### [DIRECTION]
Copy the records below word for word, from the line containing "Each instance receives one point. Mark the woman in purple" through the end of the records.

### [DATASET CONTENT]
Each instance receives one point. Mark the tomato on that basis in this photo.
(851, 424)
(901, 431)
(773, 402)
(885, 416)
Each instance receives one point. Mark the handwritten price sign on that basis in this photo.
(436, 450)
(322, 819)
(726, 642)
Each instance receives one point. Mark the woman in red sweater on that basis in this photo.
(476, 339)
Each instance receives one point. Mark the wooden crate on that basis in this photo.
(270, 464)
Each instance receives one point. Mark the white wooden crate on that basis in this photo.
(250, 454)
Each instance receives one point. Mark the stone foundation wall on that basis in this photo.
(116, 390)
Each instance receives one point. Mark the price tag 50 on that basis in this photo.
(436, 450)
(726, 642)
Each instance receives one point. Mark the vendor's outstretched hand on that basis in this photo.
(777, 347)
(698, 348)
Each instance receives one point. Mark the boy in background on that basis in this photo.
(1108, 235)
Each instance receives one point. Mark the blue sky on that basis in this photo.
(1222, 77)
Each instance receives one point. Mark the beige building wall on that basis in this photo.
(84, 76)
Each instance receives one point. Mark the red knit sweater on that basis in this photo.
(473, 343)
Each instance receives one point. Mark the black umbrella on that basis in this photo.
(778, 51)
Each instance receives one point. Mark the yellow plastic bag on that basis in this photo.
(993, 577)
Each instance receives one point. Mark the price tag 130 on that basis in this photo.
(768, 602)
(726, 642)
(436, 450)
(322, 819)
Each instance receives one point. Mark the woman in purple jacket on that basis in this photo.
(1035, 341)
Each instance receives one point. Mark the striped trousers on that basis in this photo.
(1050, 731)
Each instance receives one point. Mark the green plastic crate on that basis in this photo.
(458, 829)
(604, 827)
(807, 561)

### [TASK RESPONSE]
Each instance receives one point. Mark the woman in purple jacket on that basis in this photo.
(1035, 341)
Each instance receives one point. Mark the striped trousers on that basis in this photo.
(1050, 731)
Each instance receives one point. Mark the green plastic crate on that basis in this photo.
(458, 829)
(604, 827)
(807, 561)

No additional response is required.